→ Document
——————————

George Adrain (born 12 April 1953) is a former Scottish international lawn bowler.

Personal life
George is from a famous bowling family, his father (Willie Adrain) and uncle also called (Willie) were both Scottish internationals. He started bowling aged 14 in early 1968 after being introduced to the sport by his father.

Bowls career
George won the Scottish Triples in 1974 and British Triples in 1975. His biggest achievement came in the 1984 World Outdoor Championships in Aberdeen but bizarrely it was representing the United States. Jim Candelet fell ill during the competition leaving Skippy Arculli without a partner so Adrain the Scottish reserve took his place and the pair went on to win the Gold Medal.

He won two gold medals for Scotland however when he partnered Grant Knox to win the Pairs Gold at the 1986 Commonwealth Games in Edinburgh and was part of the fours team at the 1990 Commonwealth Games in Auckland, New Zealand. The team consisted of Denis Love, Ian Bruce and Willie Wood.

——————————

→ Goals
A: According to the George Adrain biography above, how old was he when he started bowling?
B: Condense the paragraph of the George Adrain biography beginning "George won the Scottish Triples" into a short bulleted list that keeps its main facts.
C: Write what comes next in the George Adrain biography, picking up after its final sentence.

——————————

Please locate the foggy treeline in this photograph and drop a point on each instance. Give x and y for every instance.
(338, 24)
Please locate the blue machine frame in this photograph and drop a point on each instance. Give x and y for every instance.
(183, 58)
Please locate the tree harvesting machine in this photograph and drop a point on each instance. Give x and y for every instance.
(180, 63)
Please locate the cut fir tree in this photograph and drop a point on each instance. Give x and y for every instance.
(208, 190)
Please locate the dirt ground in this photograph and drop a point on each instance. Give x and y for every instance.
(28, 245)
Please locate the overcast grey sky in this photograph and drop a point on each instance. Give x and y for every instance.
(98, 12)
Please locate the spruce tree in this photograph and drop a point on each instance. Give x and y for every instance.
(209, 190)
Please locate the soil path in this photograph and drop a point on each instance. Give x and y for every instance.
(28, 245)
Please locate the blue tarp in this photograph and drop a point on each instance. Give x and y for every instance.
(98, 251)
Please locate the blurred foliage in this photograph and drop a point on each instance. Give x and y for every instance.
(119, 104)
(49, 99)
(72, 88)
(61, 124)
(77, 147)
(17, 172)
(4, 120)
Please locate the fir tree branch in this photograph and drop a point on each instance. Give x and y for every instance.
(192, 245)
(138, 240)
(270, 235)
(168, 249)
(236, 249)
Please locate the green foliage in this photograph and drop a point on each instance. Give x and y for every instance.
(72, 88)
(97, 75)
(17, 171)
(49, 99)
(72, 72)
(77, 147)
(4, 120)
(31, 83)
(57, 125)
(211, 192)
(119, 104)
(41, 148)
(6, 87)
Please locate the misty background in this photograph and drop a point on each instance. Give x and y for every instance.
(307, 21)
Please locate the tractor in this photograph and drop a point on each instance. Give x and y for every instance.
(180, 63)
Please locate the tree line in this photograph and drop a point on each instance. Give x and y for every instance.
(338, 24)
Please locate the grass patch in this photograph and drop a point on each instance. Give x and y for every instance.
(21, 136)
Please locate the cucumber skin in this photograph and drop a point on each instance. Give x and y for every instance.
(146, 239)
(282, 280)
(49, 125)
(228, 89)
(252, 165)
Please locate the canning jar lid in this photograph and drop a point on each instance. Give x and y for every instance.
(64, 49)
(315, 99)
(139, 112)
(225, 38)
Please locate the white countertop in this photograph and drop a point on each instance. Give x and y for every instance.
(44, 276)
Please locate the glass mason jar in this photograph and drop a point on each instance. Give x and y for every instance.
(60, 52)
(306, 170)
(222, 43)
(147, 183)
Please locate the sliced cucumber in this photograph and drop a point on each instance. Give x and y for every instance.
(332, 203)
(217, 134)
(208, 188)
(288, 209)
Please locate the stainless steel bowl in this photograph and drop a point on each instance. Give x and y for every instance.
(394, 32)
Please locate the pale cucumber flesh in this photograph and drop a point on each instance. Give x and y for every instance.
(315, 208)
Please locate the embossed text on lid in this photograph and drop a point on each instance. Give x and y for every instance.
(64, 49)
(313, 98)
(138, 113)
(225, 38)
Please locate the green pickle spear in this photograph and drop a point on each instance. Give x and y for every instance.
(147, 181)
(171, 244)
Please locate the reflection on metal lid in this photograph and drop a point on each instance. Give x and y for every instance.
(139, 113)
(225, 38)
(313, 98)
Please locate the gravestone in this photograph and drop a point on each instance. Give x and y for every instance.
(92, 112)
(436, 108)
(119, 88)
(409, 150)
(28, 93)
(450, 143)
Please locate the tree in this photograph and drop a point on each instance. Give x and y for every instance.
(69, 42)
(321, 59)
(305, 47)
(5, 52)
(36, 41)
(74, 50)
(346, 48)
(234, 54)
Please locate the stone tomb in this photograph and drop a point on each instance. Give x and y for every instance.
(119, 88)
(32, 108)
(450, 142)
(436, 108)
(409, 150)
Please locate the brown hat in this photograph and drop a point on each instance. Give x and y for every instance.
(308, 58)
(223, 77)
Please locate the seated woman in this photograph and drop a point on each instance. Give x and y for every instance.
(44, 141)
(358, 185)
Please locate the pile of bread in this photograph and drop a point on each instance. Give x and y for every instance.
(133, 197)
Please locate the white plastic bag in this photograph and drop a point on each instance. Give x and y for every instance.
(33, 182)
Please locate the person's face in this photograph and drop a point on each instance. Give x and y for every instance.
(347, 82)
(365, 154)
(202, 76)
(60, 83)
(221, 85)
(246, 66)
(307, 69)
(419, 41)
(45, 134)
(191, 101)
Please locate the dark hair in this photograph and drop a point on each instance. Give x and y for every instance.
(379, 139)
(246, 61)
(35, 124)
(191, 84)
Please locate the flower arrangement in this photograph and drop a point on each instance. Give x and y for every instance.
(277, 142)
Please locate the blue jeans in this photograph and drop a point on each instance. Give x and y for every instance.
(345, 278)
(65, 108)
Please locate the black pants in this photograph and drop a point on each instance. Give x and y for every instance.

——————————

→ Responses per task
A: He was 14, starting in early 1968.

B:
- Won the Scottish Triples in 1974 and the British Triples in 1975.
- Biggest achievement: the 1984 World Outdoor Championships in Aberdeen, representing the United States.
- Jim Candelet fell ill during the competition, leaving Skippy Arculli without a partner.
- Adrain, the Scottish reserve, took Candelet's place, and the pair won the Gold Medal.

C:
He was also part of the triples team that took Gold at the 1996 World Outdoor Championships. His clubs were the Dreghorn (Outdoors) and Irvine (Indoors).

He also won the Scottish National Bowls Championships triples title in 1974 and the pairs title in 1997 and 2002. In 1985, he won the Hong Kong International Bowls Classic singles title, in addition to winning two pairs titles in 1985 and 1986.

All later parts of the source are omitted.